### EXERCISE AIM
Reproduce, word for word, the portion of the horse coat color thread from "Thanks for the" to "(Mar 8, 2010)".
(TEXT PROVIDED begins)
Ha ha, I get the familiarity thing a lot, actually. I must just have one of those faces... :lol: Actually, Iseul, now that I look at you location, I'm in NW PA. So, maybe you've seen me... I don't know any horses named Izzy, though... 



RoyalsRebel said:


> Do you know what the colours are in his bloodlines? As far back as you can go? That should help give an indication. I'd rule out Bay completely, his points are brown rather than black.... but his colouring could be a lot more interesting than simply liver chestnut depending on his genes!


I really don't have much background on him at all. He's ballparked about 8 years old (vet's guess based on teeth), and the people that I bought him from had him for about a month; he was given to them in really poor condition. I don't even know quite what breed he is... I'm basically assuming QH/Pony cross. I bought him for his charming attitude, lol. The most history I have on him is an old vet receipt from a year earlier and the palomino comment from an, erm..., less than reliable source (long story). That sooty stallion has me reconsidering it, though. Right now he's down as a dark chestnut on his Coggins paperwork, but that is my guess as the sellers didn't have any kind of records with him upon sale. The only reason I have an '08 vet receipt is that he was seen by my vet then, and we were able to ID his name and markings on the doc's computer. Looks like it'll take a test to be sure. I'll have to look into it after I see what kind of dent his annual checkup makes in my wallet!

Thanks for the insights, everyone! Looks like he'll stay dark/liver chestnut unless I can get him tested and he proves to be otherwise!


----------



## Iseul (Mar 8, 2010)

lol I'm chillin down in beaver county, like..smack in the middle of the western side XD and maybe lol coz I thought the chica that had Izzy (black tb, btw haha) looked like someone I've seen before too haha never mentioned it to her though :3
_Posted via Mobile Device_


----------



## Scoutrider (Jun 4, 2009)

Iseul said:


> lol I'm chillin down in beaver county, like..smack in the middle of the western side XD and maybe lol coz I thought the chica that had Izzy (black tb, btw haha) looked like someone I've seen before too haha never mentioned it to her though :3
> _Posted via Mobile Device_


Lol, yeah, I don't get much further south than I-80 or so. I'll keep an eye peeled for Izzy the black TB! :lol:


----------



## RoyalsRebel (Sep 24, 2009)

I keep leaning away from liver chestnut just because his colouring really does have a 'special' look to it and he's got a 'chrome-y' look to his coat. Definitely some QH in there, I've known many with that chrome sheen to the coat - it's gorgeous! I'm really leaning toward him having one creme gene - a smokey black (one creme gene on a black horse) which is sort of like a buckskin (which is one creme gene on a bay horse).
(TEXT PROVIDED ends)
(DATA SHOWN begins)
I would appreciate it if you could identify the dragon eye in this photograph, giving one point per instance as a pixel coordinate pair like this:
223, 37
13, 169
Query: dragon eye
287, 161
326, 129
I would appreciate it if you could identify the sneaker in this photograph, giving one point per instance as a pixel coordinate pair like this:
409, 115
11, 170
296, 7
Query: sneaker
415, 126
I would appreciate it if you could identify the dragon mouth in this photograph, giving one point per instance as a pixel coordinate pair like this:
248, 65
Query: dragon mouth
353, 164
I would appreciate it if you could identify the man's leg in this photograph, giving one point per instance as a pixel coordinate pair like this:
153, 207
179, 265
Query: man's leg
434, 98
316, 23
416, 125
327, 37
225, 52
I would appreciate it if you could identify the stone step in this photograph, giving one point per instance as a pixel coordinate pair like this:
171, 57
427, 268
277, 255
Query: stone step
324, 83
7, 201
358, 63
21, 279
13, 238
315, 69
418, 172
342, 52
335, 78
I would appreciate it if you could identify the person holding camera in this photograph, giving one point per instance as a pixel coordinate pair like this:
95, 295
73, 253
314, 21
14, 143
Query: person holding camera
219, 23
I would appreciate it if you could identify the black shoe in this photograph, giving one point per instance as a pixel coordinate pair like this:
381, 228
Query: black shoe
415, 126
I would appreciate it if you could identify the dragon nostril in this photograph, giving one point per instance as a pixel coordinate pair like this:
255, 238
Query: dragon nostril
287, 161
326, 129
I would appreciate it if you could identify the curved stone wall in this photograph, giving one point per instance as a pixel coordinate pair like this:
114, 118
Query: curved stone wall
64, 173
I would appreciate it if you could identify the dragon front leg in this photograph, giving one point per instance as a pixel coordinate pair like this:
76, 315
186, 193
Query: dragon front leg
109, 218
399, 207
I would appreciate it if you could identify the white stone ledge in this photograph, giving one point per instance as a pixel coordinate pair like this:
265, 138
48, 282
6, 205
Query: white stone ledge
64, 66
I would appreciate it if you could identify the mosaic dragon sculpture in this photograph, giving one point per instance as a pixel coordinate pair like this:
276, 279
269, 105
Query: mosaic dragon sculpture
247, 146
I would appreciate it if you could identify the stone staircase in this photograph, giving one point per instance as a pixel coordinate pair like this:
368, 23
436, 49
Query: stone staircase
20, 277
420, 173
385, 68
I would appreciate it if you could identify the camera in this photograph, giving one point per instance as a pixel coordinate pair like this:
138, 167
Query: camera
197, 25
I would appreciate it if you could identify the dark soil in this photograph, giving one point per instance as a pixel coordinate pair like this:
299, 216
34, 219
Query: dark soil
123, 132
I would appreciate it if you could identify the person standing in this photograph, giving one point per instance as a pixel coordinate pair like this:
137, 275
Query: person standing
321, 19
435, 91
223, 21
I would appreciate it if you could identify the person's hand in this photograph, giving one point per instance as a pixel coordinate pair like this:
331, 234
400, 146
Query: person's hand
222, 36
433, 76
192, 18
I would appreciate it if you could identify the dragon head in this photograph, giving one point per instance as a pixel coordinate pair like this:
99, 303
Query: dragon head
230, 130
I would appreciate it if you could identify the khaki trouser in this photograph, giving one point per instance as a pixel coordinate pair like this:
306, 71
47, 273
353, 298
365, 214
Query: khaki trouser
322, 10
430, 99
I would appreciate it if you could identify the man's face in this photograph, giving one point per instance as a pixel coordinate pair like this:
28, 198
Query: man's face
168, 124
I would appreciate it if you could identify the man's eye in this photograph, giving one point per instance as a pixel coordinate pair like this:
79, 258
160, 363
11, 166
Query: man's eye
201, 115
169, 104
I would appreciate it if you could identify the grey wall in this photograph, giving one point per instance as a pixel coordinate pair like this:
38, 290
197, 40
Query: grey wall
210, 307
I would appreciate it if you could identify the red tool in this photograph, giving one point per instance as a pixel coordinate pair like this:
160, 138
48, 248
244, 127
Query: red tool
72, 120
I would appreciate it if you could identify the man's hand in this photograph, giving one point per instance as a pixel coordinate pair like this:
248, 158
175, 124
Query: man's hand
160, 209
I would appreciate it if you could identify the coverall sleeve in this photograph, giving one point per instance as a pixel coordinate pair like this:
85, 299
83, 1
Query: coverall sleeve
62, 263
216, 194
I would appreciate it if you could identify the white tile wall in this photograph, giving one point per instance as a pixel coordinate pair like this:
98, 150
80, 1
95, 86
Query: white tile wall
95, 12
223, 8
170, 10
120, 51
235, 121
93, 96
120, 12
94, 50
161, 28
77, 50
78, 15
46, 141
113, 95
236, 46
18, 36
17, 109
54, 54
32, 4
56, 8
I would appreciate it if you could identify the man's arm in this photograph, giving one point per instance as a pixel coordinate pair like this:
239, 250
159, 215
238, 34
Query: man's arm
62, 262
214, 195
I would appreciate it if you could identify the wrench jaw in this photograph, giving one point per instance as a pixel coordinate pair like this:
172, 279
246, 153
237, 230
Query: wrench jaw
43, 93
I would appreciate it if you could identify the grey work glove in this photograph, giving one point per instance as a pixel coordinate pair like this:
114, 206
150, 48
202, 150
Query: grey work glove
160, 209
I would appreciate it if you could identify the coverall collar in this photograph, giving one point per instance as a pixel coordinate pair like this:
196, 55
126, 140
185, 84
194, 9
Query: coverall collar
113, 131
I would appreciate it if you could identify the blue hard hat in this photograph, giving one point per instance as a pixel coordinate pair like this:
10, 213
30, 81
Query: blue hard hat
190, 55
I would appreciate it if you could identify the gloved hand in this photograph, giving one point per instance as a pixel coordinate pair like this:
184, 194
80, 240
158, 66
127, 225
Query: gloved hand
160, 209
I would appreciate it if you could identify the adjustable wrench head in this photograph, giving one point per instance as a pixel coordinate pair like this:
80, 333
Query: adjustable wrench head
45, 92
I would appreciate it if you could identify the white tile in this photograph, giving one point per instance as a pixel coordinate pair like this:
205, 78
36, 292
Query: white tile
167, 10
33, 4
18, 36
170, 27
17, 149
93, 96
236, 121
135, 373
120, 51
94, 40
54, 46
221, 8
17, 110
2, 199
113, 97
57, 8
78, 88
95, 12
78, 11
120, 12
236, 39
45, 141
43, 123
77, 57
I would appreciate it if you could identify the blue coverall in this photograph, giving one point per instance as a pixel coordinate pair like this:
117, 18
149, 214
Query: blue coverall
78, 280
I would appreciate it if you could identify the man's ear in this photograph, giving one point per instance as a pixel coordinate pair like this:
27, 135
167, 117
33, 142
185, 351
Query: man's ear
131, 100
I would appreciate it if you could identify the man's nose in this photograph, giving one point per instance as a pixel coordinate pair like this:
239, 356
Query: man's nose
(DATA SHOWN ends)
### WRITTEN RESPONSE
Thanks for the insights, everyone! Looks like he'll stay dark/liver chestnut unless I can get him tested and he proves to be otherwise!


----------



## Iseul (Mar 8, 2010)